§ Direction 1:
Retype the passage of the essay below between "You might be" and "for 20 years.", inclusive, keeping every word and mark unchanged.

>> BEGIN Quoted text

The Women’s March: A polarizing protest

Amarachi Ekekwe and Kiera McGee

Too tired to be angry

By Amarachi Ekekwe

There have been very few times in my life where I have felt like I didn’t belong, and most of these times have occurred at the University during my nearly three years here. Whether it was after the WVBU radio incident my first year or sitting in a class where I was the only student of color, there have been many times when I questioned my decision to accept my Posse scholarship and attend this University.

One of the more recent times where I questioned my decision was after the election of Donald Trump; it will take a while until I can call him my president. The day after the election, it felt like a tornado hit campus, and there were very few students who weren’t hit. I couldn’t help but notice the sadness that plagued many of the students, faculty, and staff on campus and it was very hard for many of my friends and me to walk around campus, sharing these same feelings.

You might be thinking to yourself, why wasn’t I sad, depressed, or bothered? Although there were many reasons, the main reason was because what people said would be the worst four years of their lives was the definition of what my life had consisted of for 20 years.

This was also the main reason why I didn’t want to go to the Women’s March. Apart from being genuinely scared that I would get caught in the crossfire of police trying to suppress and subdue protesters, I didn’t feel the need to march because I felt like my identity and experiences as a black person would be overshadowed by the fact that now white women felt like their lives were in danger.

Now don’t get me wrong, I feel for every group who has been targeted and will now suffer for four years because of the people who decided to vote for Trump, not because he was the better president, but because it was better than having a woman in office. However, I couldn’t and still can’t seem to understand where all of these students were when the lives of students of color were threatened through microaggressions, or spontaneous acts of racial discrimination by students under the influence. Where were white students when students of color had die-in’s in the library, or when we stood out in the cold and begged to be heard by students, staff, faculty, and administration?

I’ve yet to see such a following behind students of color, international students, Muslim students, and other underrepresented groups as I have seen with issues affecting white students on campus. Where was our bus to Washington for the ‘Justice for All’ march in December 2014 to protest the murders of unarmed black people? Where are the buses to various airports to protest the detaining of citizens, visa holders, and refugees?

>> END Quoted text
>> BEGIN Given data

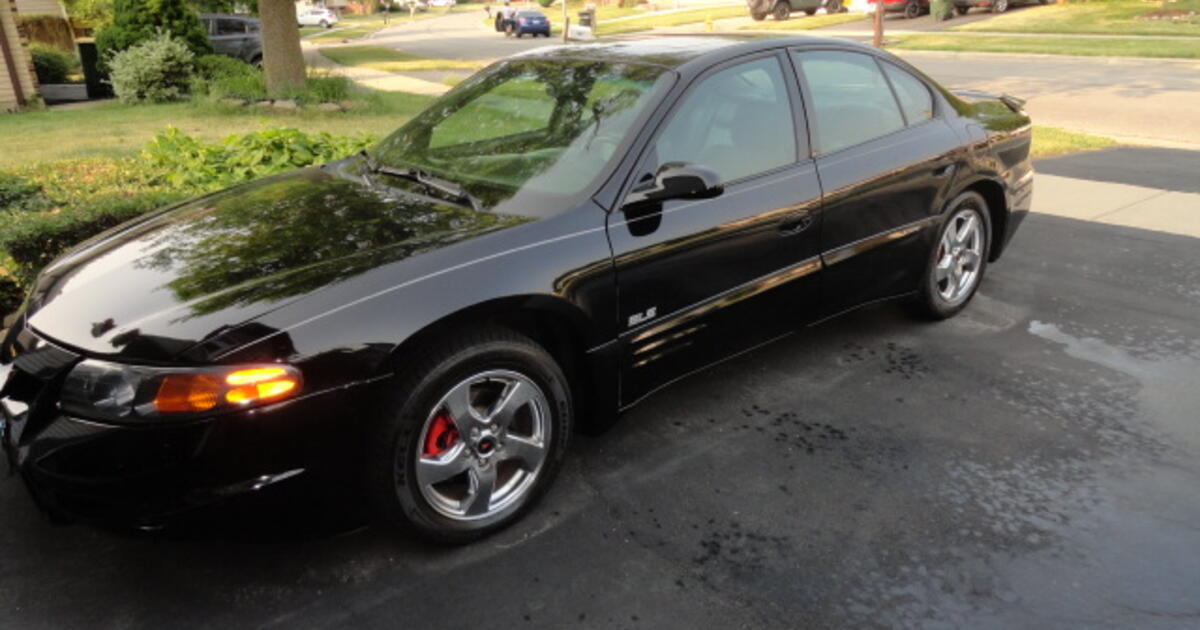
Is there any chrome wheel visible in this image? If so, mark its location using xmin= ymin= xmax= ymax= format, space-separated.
xmin=932 ymin=208 xmax=984 ymax=306
xmin=415 ymin=370 xmax=551 ymax=521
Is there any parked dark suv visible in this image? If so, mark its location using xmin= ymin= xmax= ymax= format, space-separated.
xmin=746 ymin=0 xmax=845 ymax=22
xmin=200 ymin=13 xmax=263 ymax=66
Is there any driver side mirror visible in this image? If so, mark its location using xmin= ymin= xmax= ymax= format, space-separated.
xmin=625 ymin=162 xmax=725 ymax=206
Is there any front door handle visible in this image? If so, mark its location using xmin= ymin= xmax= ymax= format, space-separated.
xmin=779 ymin=212 xmax=812 ymax=236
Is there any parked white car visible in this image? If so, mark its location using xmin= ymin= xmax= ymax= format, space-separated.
xmin=296 ymin=7 xmax=337 ymax=29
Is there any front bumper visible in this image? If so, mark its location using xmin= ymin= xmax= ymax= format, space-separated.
xmin=0 ymin=385 xmax=374 ymax=524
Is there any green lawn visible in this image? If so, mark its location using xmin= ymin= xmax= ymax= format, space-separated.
xmin=320 ymin=46 xmax=485 ymax=72
xmin=742 ymin=13 xmax=868 ymax=31
xmin=0 ymin=92 xmax=432 ymax=170
xmin=597 ymin=5 xmax=749 ymax=35
xmin=950 ymin=0 xmax=1200 ymax=36
xmin=888 ymin=35 xmax=1200 ymax=59
xmin=1031 ymin=126 xmax=1117 ymax=160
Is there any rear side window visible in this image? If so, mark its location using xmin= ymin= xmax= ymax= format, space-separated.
xmin=654 ymin=56 xmax=796 ymax=181
xmin=792 ymin=50 xmax=905 ymax=154
xmin=880 ymin=64 xmax=934 ymax=125
xmin=217 ymin=19 xmax=246 ymax=35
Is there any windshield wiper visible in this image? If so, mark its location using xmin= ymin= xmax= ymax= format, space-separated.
xmin=367 ymin=156 xmax=484 ymax=212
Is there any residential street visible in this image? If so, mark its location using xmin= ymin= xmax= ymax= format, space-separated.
xmin=0 ymin=6 xmax=1200 ymax=630
xmin=901 ymin=52 xmax=1200 ymax=146
xmin=336 ymin=11 xmax=1200 ymax=146
xmin=0 ymin=146 xmax=1200 ymax=629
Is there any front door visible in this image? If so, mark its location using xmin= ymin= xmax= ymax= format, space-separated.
xmin=608 ymin=53 xmax=821 ymax=406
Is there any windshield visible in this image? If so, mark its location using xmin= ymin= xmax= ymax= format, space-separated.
xmin=373 ymin=60 xmax=668 ymax=215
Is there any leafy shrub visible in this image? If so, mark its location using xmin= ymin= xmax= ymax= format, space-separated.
xmin=0 ymin=173 xmax=48 ymax=211
xmin=0 ymin=276 xmax=25 ymax=328
xmin=0 ymin=191 xmax=184 ymax=283
xmin=0 ymin=127 xmax=374 ymax=303
xmin=30 ymin=43 xmax=76 ymax=83
xmin=142 ymin=127 xmax=374 ymax=191
xmin=110 ymin=32 xmax=193 ymax=103
xmin=96 ymin=0 xmax=212 ymax=67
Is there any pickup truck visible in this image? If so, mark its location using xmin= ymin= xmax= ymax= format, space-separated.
xmin=746 ymin=0 xmax=846 ymax=22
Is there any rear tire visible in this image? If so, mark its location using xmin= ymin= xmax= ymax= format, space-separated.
xmin=367 ymin=326 xmax=574 ymax=544
xmin=913 ymin=191 xmax=991 ymax=319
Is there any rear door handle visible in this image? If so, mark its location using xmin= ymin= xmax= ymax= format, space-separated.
xmin=779 ymin=212 xmax=812 ymax=236
xmin=934 ymin=164 xmax=954 ymax=179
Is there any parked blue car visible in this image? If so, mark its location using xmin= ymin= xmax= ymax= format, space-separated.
xmin=512 ymin=11 xmax=550 ymax=37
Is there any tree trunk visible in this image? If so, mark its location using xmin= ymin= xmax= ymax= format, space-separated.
xmin=258 ymin=0 xmax=305 ymax=96
xmin=873 ymin=0 xmax=883 ymax=48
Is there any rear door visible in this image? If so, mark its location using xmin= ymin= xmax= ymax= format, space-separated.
xmin=211 ymin=18 xmax=246 ymax=58
xmin=608 ymin=53 xmax=821 ymax=404
xmin=792 ymin=49 xmax=960 ymax=314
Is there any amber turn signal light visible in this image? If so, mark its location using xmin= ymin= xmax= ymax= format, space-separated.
xmin=226 ymin=367 xmax=300 ymax=404
xmin=154 ymin=366 xmax=300 ymax=414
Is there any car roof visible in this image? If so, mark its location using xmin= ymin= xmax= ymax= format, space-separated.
xmin=515 ymin=35 xmax=875 ymax=68
xmin=200 ymin=13 xmax=258 ymax=22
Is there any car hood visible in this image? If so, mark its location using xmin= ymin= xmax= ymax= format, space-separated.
xmin=26 ymin=160 xmax=528 ymax=361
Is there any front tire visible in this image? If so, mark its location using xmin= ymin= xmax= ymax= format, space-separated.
xmin=367 ymin=328 xmax=572 ymax=544
xmin=914 ymin=192 xmax=991 ymax=319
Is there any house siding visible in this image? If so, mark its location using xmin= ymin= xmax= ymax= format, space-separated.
xmin=0 ymin=0 xmax=37 ymax=112
xmin=17 ymin=0 xmax=67 ymax=18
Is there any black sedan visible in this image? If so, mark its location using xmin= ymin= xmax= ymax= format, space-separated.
xmin=0 ymin=37 xmax=1033 ymax=541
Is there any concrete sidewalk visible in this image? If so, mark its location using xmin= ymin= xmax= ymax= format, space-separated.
xmin=1033 ymin=174 xmax=1200 ymax=238
xmin=304 ymin=46 xmax=451 ymax=96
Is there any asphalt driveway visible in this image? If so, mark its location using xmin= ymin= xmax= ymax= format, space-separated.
xmin=0 ymin=160 xmax=1200 ymax=629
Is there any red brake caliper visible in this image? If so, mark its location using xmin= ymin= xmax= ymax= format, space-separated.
xmin=425 ymin=414 xmax=458 ymax=456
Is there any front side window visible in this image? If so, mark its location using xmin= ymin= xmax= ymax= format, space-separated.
xmin=792 ymin=50 xmax=905 ymax=154
xmin=881 ymin=64 xmax=934 ymax=125
xmin=373 ymin=60 xmax=673 ymax=214
xmin=654 ymin=56 xmax=796 ymax=182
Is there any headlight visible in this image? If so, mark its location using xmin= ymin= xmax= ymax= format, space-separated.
xmin=62 ymin=360 xmax=302 ymax=421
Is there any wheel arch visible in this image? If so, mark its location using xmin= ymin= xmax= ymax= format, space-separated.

>> END Given data

§ Direction 2:
Echo the lines of the listing above between the lines holding "Is there any windshield visible" and "xmin=96 ymin=0 xmax=212 ymax=67", inclusive, and nothing else.

§ Correct result 1:
You might be thinking to yourself, why wasn’t I sad, depressed, or bothered? Although there were many reasons, the main reason was because what people said would be the worst four years of their lives was the definition of what my life had consisted of for 20 years.

§ Correct result 2:
Is there any windshield visible in this image? If so, mark its location using xmin= ymin= xmax= ymax= format, space-separated.
xmin=373 ymin=60 xmax=668 ymax=215
Is there any leafy shrub visible in this image? If so, mark its location using xmin= ymin= xmax= ymax= format, space-separated.
xmin=0 ymin=173 xmax=48 ymax=211
xmin=0 ymin=276 xmax=25 ymax=328
xmin=0 ymin=191 xmax=184 ymax=283
xmin=0 ymin=127 xmax=374 ymax=303
xmin=30 ymin=43 xmax=76 ymax=83
xmin=142 ymin=127 xmax=374 ymax=191
xmin=110 ymin=32 xmax=193 ymax=103
xmin=96 ymin=0 xmax=212 ymax=67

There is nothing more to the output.